Genomics around the world / Biotech geeks on a plane

The Original – Geeks on a Plane

Geeks on a plane is an initiative developed by Dave McClure (http://500hats.typepad.com/) in the hi-tech industry.  The idea behind it is that a group of VC’s, Entrepreneurs and CEO’s of tech companies and bloggers travel together annually to a number of countries within a defined region with the following goals

  • To seek new investment opportunities
  • To understand new potential markets internationally and their local market dynamics
  • To meet leading local entrepreneurs, founders and learn about new companies within the region.
  • To foster international networking efforts and share their collective experiences

Previous trips have included Asia, Europe and Latin America. Most of these trips are self funded by the individuals and cost approx $5000 per trip.  In addition, individuals that attend this trip are selected by a panel for their eligibility. The trips are reported on in real time via social media and a modest PR campaign does the rest of the awareness building.

To learn more about geeks on a plane – http://geeksonaplane.com/about/

Genomics around the World

The biotech industry can learn a thing or two from a program like this.  As someone whose job involves travelling around the world learning about biotech markets in every country and talking to regional key opinion leaders in genomics, cancer research and personalized medicine I can see a significant opportunity for us in the biotech world to emulate this.

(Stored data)
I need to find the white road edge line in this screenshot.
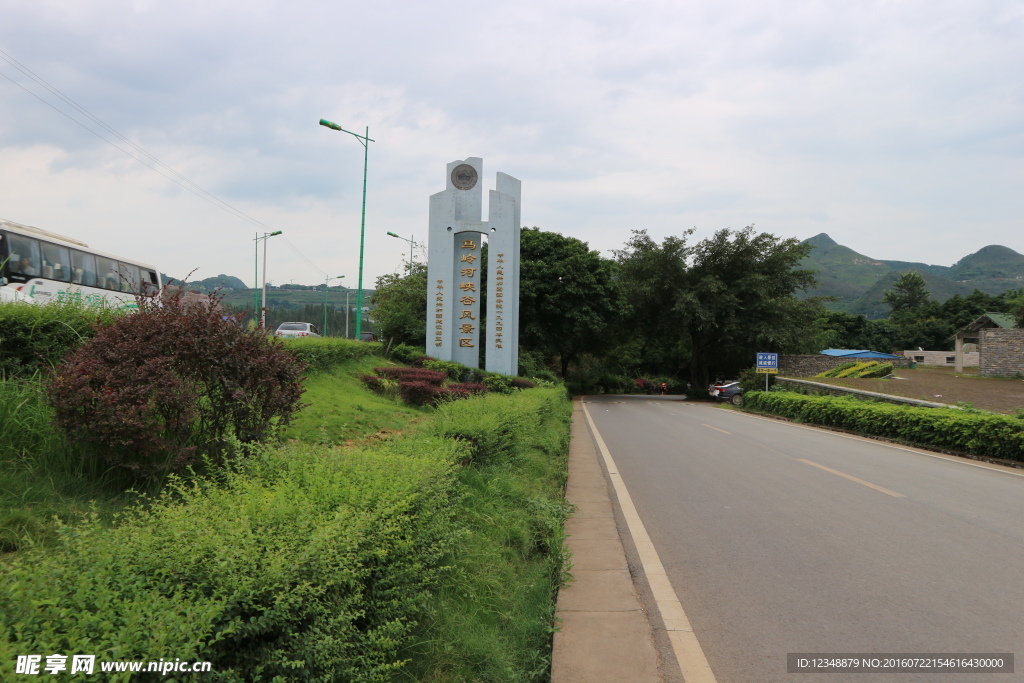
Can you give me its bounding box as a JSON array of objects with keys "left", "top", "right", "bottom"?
[
  {"left": 730, "top": 411, "right": 1024, "bottom": 477},
  {"left": 583, "top": 403, "right": 715, "bottom": 683}
]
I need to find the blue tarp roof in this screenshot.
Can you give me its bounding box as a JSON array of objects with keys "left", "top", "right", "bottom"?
[{"left": 821, "top": 348, "right": 903, "bottom": 358}]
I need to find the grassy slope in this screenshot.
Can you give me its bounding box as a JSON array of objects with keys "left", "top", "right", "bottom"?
[
  {"left": 0, "top": 356, "right": 568, "bottom": 682},
  {"left": 0, "top": 380, "right": 144, "bottom": 553},
  {"left": 284, "top": 356, "right": 429, "bottom": 444}
]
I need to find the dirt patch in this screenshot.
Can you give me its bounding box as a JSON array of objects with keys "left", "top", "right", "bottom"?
[{"left": 795, "top": 366, "right": 1024, "bottom": 415}]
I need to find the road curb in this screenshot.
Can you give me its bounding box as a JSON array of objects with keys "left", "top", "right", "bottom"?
[{"left": 551, "top": 401, "right": 662, "bottom": 683}]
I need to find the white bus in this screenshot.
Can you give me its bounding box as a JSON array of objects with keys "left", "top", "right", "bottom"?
[{"left": 0, "top": 218, "right": 161, "bottom": 310}]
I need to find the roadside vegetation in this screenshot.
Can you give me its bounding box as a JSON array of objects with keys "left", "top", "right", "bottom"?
[
  {"left": 743, "top": 391, "right": 1024, "bottom": 462},
  {"left": 0, "top": 296, "right": 570, "bottom": 681}
]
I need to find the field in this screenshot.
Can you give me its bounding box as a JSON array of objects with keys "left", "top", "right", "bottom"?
[
  {"left": 0, "top": 340, "right": 571, "bottom": 683},
  {"left": 803, "top": 367, "right": 1024, "bottom": 415}
]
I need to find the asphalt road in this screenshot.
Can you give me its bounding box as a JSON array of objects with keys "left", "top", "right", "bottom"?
[{"left": 585, "top": 396, "right": 1024, "bottom": 683}]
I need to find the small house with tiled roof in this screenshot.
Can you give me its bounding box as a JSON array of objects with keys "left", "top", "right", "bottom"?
[{"left": 954, "top": 312, "right": 1024, "bottom": 377}]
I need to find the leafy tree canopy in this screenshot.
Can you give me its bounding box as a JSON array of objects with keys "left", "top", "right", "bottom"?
[
  {"left": 616, "top": 226, "right": 820, "bottom": 384},
  {"left": 519, "top": 227, "right": 621, "bottom": 377},
  {"left": 372, "top": 263, "right": 427, "bottom": 347},
  {"left": 882, "top": 270, "right": 932, "bottom": 315}
]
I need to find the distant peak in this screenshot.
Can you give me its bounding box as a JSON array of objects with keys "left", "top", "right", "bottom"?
[{"left": 804, "top": 232, "right": 839, "bottom": 247}]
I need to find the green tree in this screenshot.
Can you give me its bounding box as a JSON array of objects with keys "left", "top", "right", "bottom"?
[
  {"left": 519, "top": 227, "right": 621, "bottom": 377},
  {"left": 372, "top": 263, "right": 427, "bottom": 347},
  {"left": 882, "top": 270, "right": 931, "bottom": 317},
  {"left": 617, "top": 227, "right": 821, "bottom": 385}
]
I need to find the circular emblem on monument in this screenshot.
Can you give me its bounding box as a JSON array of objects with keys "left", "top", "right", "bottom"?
[{"left": 452, "top": 164, "right": 476, "bottom": 189}]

= What to produce =
Resume the blog post about Geeks on a Plane and genomics, picking up right after its last sentence.

= Response area =
Some of the drivers for a program like this include

  • Scientific research is becoming more collaborative.
  • As we approach an era of personalized medicine, genomic researchers are recognizing the importance of having diverse ethnicities and populations represented in their studies, particularly when it comes to understanding disease and pharmacogenomics.
  • Funding from traditional sources is getting more and more limited and we have to think differently if we are to accomplish major scientific breakthroughs with fewer resources
  • Countries outside Europe and the US are starting to develop specialty expertise in niche areas for example
    • India and South America are starting to become leaders in Ag-bio, bovine breeding and growing biotech crops.
    • China is about to become one of the countries with the largest sequencing output. BGI (Beijing genomics institute) is in possession of 137 Next generation sequencing systems and is involved in research projects  like  1000 plants and animals genome project (http://www.ldl.genomics.cn/page/pa-research.jsp) and the 10,000 Microbial genomes project (http://www.ldl.genomics.cn/page/M-research.jsp )
    • Countries with large populations like China and India have the ability to collect large numbers of samples from patients.  In western countries, large sample cohorts like these can take many years to collect particularly in the case of rare diseases.
    • Countries within the Middle East and parts of Asia have super high rates of consanguinity.  Egypt, Saudi Arabia and Pakistan can have up to 60% consanguineous marriages. This makes them hot-spots for congenital diseases and developmental delay caused by cytogenetic aberrations.  In addition the populations of these countries can harbor high rates of very rare autosomal recessive disorders often not studied or even seen in the western world.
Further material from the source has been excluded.